- [Short problem]: Repeat each line exactly as it is written.

- [Record list]:
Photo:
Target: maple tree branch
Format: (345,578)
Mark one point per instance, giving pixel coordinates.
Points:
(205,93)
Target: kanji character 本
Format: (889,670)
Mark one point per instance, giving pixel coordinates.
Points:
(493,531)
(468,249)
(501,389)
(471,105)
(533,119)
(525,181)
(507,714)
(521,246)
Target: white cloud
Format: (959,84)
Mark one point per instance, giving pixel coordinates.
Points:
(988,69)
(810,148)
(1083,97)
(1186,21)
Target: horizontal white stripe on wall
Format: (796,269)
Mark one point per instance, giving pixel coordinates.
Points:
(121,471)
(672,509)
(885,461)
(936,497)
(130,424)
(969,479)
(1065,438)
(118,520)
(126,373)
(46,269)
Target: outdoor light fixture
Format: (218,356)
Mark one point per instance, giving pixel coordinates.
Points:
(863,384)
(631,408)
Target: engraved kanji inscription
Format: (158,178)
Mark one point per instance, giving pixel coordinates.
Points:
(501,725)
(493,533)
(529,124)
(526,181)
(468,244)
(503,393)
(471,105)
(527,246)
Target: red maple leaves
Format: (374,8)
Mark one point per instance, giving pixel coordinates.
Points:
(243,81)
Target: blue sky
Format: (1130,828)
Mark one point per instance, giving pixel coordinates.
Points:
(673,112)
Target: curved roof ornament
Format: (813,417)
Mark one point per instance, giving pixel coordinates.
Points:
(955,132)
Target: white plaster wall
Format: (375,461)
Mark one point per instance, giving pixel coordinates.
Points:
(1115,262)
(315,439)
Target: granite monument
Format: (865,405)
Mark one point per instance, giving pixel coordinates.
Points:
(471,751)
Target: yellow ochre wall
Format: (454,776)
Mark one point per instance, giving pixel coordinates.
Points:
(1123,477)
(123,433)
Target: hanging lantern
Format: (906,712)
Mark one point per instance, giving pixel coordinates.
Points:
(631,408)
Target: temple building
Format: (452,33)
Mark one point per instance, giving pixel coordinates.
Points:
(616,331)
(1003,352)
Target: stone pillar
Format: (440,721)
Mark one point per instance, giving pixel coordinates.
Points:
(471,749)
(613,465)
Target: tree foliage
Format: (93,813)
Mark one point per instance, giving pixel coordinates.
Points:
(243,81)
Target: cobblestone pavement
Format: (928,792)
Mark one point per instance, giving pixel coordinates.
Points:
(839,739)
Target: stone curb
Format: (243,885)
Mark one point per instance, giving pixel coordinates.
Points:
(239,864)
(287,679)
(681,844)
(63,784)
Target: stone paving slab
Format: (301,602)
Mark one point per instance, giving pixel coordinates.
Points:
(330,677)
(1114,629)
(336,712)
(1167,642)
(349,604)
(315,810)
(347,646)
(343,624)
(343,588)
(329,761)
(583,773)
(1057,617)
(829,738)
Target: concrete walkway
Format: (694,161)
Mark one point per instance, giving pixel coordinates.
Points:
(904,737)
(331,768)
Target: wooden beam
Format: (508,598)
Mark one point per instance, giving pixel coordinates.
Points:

- [Answer to this exercise]:
Photo:
Target: maple tree branch
Format: (345,578)
Mark one point per instance, giving pixel coordinates.
Points:
(205,93)
Target: kanji character 本
Format: (889,670)
Mark one point per instance, giving pixel coordinates.
Points:
(493,531)
(468,249)
(501,389)
(471,105)
(533,119)
(525,181)
(507,714)
(521,246)
Target: white cloud
Format: (959,84)
Mark one point per instance, giving pixel coordinates.
Points:
(988,69)
(810,148)
(1083,97)
(1186,21)
Target: horizontal white stripe on wall
Format: (796,269)
Mark one point per instance, giving pixel coordinates.
Points:
(121,471)
(672,509)
(885,461)
(936,497)
(130,424)
(969,479)
(1065,438)
(118,520)
(126,373)
(46,269)
Target: outdoor light fixture
Format: (218,356)
Mark one point per instance, giving pixel coordinates.
Points:
(863,384)
(631,408)
Target: engraved kanji inscription
Format: (158,178)
Mark one point per instance, giving pixel coordinates.
Points:
(501,725)
(493,533)
(529,124)
(526,181)
(468,244)
(503,393)
(471,105)
(527,246)
Target: red maple leaves
Format: (374,8)
Mark one point per instance, giving pixel coordinates.
Points:
(243,81)
Target: blue sky
Format: (1130,828)
Mark one point per instance, giving pixel coordinates.
Points:
(673,112)
Target: curved roof ornament
Format: (813,417)
Mark one point per instance, giving pixel coordinates.
Points:
(955,132)
Target: white plaster wall
Format: (375,461)
Mark one point per instance, giving pixel coordinates.
Points:
(1115,262)
(315,439)
Target: granite monument
Format: (865,405)
Mark one point per instance, giving pixel coordinates.
Points:
(471,751)
Target: yellow ochre wall
Format: (454,776)
Mark one point per instance, giving pixel coordinates.
Points:
(1123,477)
(123,433)
Target: hanging lantern
Format: (906,712)
Mark one point per instance, giving pixel coordinates.
Points:
(631,408)
Target: temple building
Format: (452,33)
Mark one point per instance, giving pixel coordinates.
Points:
(616,331)
(1003,352)
Target: stone pillar
Format: (440,721)
Mark one point per instance, giving pixel coordinates.
Points:
(471,749)
(613,465)
Target: tree foliage
Format: (93,813)
Mark one point per instance, giving pixel coordinates.
Points:
(243,81)
Target: cobblestone pavement
Format: (928,792)
Mark one point per instance, giving pixel coordinates.
Points:
(839,739)
Target: stone curb
Format: (243,885)
Mark one point per instance, giving pixel coordinates.
Points:
(239,864)
(287,679)
(681,844)
(63,784)
Target: stone paving slab
Format: (301,602)
Mark one point per instance, giving pixel coordinates.
Points:
(330,677)
(1114,629)
(336,712)
(1167,642)
(349,604)
(315,810)
(347,646)
(343,624)
(343,588)
(329,761)
(583,773)
(1057,617)
(829,738)
Target: concrete walkway
Format: (694,161)
Mark one point per instance, giving pixel coordinates.
Points:
(904,737)
(331,768)
Target: wooden beam
Format: (508,598)
Mark one point per instance, giving pixel coordinates.
Points:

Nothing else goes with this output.